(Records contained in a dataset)
□ □ □ □ □ □ □
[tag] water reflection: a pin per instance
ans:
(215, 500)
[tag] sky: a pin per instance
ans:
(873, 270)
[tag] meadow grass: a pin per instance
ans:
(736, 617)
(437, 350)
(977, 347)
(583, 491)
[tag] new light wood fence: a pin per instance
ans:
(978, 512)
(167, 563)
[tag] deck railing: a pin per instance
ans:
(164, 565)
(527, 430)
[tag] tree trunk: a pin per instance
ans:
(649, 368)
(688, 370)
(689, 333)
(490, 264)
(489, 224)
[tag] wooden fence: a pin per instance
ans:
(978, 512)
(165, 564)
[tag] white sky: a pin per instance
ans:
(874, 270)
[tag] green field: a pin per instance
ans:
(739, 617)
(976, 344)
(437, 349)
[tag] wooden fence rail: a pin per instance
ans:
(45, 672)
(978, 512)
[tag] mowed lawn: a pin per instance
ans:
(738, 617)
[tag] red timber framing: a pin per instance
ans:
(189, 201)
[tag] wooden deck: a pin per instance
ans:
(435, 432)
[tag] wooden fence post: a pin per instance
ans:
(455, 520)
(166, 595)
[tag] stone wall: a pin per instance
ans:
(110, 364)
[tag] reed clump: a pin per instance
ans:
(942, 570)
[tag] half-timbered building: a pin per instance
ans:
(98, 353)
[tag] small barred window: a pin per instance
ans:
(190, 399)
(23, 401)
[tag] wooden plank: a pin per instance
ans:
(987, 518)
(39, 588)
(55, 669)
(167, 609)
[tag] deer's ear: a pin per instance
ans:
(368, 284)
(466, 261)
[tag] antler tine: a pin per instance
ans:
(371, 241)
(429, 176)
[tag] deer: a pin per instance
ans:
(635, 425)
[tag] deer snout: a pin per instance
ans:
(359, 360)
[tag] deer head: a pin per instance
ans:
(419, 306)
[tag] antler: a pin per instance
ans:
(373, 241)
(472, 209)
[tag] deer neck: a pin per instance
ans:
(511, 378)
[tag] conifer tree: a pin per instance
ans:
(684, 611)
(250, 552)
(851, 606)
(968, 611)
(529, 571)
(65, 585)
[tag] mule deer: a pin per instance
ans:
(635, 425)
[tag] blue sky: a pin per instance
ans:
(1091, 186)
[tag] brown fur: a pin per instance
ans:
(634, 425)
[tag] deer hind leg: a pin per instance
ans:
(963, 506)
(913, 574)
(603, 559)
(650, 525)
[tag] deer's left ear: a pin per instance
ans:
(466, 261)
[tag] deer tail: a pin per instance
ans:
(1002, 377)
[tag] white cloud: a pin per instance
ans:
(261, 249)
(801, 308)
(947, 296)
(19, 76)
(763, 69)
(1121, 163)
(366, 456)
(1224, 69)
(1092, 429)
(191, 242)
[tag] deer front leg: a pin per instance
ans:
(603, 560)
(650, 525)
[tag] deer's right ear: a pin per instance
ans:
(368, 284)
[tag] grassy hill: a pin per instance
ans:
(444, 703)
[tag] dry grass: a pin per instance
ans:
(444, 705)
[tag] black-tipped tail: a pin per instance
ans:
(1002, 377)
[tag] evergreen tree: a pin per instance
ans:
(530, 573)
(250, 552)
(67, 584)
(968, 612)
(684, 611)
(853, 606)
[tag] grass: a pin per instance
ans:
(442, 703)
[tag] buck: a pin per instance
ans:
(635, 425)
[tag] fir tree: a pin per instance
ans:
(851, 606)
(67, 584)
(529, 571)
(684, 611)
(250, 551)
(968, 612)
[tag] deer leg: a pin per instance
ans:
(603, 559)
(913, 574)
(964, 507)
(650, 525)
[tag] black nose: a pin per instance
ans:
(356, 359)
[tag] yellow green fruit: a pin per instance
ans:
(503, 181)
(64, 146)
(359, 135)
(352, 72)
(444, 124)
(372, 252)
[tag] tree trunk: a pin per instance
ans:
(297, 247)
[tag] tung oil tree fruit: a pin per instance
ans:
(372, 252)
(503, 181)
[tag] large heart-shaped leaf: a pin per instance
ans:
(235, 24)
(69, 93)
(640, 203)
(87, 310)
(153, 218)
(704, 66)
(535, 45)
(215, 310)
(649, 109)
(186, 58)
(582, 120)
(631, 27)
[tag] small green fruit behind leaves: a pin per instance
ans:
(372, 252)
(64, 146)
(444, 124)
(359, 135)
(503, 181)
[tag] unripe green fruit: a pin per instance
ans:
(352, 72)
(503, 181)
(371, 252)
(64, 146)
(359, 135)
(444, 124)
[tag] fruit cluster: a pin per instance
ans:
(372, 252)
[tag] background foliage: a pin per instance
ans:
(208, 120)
□ □ □ □ □ □ □
> _WHAT YOU SHOULD DO_: Identify the lines of the data that contain the word "black". Copy each of them.

> _RESULT OF THE EXERCISE_:
[tag] black-tipped tail: a pin per instance
[tag] black nose: a pin per instance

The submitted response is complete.